--- Start Data rows ---

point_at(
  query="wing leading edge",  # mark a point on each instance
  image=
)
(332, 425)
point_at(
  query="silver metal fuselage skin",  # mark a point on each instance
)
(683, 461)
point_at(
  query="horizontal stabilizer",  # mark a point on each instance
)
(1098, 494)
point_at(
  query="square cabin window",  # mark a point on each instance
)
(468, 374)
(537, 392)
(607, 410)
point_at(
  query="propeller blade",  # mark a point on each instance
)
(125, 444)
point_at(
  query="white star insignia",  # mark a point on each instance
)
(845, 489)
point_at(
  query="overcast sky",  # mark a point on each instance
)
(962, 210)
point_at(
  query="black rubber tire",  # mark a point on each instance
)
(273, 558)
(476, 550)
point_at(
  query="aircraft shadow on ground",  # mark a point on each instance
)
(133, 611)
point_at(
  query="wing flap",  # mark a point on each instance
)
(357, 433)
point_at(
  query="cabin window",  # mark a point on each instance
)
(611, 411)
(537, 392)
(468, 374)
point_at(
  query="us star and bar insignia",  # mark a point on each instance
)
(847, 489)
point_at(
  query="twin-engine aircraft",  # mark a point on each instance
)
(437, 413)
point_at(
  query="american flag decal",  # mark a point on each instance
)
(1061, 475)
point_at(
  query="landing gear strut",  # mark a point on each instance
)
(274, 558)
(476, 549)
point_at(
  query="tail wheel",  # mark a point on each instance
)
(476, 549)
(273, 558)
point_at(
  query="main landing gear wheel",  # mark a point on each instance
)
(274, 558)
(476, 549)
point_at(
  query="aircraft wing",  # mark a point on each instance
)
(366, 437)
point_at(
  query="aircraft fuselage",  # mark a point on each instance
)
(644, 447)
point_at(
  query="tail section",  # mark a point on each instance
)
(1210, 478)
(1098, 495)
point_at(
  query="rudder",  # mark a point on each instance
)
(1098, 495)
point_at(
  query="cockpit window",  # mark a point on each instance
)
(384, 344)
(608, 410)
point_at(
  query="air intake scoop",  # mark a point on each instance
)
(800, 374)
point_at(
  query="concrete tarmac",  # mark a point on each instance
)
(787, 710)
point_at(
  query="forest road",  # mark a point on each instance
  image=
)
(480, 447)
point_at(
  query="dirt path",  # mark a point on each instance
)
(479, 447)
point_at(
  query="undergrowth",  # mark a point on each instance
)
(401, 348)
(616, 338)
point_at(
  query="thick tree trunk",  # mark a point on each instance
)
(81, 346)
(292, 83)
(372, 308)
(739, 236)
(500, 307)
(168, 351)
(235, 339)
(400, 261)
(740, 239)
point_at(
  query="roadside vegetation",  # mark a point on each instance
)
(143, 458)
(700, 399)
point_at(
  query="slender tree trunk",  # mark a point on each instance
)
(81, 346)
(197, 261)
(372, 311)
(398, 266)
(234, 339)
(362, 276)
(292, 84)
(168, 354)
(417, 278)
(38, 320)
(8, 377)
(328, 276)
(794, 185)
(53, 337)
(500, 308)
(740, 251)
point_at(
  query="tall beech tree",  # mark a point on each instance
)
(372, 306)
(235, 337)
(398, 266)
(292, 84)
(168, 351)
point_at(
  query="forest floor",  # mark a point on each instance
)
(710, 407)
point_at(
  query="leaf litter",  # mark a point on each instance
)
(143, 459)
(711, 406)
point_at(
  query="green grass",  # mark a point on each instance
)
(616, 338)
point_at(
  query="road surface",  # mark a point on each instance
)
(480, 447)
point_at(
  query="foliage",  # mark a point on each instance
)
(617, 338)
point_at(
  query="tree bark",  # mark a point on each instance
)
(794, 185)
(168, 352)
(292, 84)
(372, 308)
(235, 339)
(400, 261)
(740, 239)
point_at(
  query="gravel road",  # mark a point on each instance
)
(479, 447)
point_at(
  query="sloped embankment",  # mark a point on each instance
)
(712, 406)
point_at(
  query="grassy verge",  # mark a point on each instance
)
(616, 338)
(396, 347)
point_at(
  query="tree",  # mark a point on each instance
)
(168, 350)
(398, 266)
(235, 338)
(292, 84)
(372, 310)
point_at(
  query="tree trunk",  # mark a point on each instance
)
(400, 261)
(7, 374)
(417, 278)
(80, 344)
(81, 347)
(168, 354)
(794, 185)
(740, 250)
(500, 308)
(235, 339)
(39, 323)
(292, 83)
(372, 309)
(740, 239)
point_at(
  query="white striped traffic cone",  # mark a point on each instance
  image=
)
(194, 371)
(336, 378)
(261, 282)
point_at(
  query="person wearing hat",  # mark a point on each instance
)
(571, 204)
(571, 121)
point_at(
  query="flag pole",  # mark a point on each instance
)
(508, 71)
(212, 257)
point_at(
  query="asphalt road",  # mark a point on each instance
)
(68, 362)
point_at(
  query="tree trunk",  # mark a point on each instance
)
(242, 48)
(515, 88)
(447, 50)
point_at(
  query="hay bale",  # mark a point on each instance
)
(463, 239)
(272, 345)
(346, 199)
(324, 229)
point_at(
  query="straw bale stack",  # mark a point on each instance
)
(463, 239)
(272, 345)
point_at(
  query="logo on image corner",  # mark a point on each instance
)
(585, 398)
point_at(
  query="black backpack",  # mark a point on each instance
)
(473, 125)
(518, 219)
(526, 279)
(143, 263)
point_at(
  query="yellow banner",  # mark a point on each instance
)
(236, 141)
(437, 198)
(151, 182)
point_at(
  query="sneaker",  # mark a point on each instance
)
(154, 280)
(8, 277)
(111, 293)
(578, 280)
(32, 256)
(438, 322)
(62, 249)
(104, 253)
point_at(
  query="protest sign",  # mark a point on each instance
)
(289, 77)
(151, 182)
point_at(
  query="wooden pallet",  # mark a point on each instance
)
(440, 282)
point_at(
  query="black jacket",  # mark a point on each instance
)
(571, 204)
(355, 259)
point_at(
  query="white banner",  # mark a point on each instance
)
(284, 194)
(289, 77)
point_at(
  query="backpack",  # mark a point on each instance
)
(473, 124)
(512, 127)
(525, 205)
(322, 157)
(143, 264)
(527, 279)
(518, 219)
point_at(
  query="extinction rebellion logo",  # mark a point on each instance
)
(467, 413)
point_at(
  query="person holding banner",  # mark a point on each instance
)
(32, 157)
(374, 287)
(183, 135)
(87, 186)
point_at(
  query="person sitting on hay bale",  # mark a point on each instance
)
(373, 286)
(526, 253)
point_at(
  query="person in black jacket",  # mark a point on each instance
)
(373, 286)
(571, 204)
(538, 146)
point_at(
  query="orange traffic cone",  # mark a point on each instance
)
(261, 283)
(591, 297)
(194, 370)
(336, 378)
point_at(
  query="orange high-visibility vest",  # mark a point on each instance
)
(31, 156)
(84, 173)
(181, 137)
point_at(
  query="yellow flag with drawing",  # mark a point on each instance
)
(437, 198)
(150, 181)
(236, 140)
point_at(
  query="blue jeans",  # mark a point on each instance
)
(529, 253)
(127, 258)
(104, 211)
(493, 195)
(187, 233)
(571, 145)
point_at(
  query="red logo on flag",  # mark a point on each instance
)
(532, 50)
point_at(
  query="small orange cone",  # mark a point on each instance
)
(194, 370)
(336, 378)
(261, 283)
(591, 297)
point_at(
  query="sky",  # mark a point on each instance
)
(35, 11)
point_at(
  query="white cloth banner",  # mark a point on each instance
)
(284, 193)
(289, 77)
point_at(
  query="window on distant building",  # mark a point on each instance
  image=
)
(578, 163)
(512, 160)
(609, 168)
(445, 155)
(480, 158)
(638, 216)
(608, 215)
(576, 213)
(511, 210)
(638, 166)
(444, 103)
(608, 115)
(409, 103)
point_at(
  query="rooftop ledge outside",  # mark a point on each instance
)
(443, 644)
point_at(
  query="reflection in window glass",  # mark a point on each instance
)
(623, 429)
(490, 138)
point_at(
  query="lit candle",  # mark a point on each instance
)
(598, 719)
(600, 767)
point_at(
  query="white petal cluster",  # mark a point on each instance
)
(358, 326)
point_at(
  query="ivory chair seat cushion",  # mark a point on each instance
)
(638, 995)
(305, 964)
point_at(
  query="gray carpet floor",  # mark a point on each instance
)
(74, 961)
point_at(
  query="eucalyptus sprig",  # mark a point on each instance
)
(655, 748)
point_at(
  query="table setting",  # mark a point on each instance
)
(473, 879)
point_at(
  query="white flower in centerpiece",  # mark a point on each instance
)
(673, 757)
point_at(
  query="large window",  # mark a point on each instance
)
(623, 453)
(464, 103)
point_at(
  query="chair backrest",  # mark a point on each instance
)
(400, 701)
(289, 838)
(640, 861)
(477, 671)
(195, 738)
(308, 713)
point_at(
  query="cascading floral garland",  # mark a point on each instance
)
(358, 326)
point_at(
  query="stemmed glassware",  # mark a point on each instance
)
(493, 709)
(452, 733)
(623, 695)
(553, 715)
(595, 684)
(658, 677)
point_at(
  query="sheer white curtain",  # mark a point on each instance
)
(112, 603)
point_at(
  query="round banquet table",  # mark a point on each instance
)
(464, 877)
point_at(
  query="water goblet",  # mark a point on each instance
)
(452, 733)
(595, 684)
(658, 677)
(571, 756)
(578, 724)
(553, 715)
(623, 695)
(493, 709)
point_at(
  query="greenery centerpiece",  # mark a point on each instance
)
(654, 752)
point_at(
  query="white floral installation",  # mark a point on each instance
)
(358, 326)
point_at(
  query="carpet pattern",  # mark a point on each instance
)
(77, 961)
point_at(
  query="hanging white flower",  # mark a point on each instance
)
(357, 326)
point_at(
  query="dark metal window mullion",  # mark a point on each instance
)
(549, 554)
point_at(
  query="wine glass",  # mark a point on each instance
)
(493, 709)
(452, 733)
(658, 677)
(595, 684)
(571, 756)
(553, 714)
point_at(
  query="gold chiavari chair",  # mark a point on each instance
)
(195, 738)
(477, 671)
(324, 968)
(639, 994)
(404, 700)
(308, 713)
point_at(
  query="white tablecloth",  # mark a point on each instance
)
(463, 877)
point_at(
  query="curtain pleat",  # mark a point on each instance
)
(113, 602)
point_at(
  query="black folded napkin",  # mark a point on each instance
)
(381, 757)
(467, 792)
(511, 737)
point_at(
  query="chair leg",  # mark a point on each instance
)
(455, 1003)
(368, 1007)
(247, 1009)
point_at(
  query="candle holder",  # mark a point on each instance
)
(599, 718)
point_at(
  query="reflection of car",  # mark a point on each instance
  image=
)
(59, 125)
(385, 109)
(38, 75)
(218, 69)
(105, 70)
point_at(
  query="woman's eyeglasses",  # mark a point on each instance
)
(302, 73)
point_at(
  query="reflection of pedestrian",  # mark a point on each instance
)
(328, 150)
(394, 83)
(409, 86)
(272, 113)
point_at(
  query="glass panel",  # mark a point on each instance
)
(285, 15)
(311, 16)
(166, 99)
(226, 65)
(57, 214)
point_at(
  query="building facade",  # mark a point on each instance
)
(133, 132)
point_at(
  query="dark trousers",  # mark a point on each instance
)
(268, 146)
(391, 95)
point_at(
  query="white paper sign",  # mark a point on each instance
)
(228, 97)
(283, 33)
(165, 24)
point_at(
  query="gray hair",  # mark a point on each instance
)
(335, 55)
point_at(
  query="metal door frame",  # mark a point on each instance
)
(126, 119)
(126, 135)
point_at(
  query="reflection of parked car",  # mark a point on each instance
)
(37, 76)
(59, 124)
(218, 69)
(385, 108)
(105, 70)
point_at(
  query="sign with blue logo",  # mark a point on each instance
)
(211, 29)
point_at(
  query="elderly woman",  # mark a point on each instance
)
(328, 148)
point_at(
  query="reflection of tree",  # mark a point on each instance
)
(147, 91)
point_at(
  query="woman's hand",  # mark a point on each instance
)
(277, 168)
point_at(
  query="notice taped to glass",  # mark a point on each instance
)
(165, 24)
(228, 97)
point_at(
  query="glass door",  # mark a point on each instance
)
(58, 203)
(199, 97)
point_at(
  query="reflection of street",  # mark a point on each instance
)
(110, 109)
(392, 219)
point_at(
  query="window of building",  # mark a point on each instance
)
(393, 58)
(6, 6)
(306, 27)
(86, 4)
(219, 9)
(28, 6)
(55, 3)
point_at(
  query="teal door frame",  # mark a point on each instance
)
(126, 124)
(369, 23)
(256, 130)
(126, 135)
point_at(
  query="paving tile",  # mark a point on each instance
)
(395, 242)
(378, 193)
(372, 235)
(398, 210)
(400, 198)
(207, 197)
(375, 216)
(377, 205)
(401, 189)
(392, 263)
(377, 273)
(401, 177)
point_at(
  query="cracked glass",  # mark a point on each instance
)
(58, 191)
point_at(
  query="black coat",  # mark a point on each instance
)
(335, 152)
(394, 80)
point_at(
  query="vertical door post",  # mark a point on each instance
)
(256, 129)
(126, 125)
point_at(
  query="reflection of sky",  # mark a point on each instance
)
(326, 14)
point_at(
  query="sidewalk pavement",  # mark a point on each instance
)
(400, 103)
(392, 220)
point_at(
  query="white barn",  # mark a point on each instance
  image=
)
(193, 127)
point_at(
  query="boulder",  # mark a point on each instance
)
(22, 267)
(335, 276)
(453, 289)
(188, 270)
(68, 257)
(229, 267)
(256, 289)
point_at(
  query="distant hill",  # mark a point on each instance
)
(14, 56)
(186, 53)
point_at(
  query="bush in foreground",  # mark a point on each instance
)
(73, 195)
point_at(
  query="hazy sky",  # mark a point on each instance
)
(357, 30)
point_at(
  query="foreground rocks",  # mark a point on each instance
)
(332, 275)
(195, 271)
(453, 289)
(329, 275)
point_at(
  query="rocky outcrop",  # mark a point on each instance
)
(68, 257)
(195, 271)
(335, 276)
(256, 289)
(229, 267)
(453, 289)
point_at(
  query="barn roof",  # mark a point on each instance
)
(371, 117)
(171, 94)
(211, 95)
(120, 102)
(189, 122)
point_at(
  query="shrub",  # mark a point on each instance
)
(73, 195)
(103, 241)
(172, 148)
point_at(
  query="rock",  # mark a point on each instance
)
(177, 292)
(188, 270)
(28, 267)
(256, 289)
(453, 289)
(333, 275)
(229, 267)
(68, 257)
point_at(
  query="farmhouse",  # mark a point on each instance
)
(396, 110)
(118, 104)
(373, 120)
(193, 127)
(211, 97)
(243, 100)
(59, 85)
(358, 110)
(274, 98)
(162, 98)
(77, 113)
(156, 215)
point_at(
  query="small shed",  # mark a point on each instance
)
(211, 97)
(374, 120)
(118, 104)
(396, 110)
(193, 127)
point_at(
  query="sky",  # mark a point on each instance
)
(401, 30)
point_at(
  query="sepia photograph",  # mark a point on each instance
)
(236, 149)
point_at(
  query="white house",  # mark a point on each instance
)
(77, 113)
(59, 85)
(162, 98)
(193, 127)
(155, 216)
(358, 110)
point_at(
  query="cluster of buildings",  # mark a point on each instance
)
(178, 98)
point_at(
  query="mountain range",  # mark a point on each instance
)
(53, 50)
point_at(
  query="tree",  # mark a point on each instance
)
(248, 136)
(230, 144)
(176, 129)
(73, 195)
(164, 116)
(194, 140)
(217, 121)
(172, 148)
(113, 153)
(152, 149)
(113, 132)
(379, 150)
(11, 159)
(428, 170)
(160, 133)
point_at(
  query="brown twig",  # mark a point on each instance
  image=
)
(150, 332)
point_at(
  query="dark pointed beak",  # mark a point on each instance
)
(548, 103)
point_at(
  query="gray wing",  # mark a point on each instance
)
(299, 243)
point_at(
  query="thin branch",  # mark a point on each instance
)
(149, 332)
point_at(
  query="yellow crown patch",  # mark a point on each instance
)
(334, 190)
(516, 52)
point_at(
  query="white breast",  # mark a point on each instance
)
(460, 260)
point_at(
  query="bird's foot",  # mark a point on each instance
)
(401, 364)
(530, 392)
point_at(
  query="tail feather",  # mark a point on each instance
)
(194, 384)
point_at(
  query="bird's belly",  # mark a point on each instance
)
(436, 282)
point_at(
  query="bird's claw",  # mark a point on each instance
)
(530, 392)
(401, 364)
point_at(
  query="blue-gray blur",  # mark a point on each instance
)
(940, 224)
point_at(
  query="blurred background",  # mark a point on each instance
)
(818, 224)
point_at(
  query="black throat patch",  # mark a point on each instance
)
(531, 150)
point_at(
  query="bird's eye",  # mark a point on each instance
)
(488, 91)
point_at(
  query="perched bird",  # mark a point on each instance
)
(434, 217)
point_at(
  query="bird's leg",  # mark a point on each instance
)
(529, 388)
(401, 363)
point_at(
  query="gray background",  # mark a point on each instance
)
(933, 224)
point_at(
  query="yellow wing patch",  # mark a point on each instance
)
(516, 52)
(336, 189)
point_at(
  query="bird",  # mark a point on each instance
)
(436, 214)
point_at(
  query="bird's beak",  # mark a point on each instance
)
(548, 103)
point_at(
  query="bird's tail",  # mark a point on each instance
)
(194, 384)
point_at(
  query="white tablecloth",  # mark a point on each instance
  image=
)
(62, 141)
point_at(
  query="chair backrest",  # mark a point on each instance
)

--- End Data rows ---

### [Task goal]
Starting at the top of the items and stopping after the line that contains "(1098, 494)", reproduce those lines with "leading edge" switched to "trailing edge" and nothing else altered.

### [Answer in full]
point_at(
  query="wing trailing edge",  # mark a point on each instance
  image=
)
(332, 425)
point_at(
  query="silver metal fuselage skin",  # mark a point on each instance
)
(683, 461)
point_at(
  query="horizontal stabilizer",  # mark a point on each instance
)
(1098, 494)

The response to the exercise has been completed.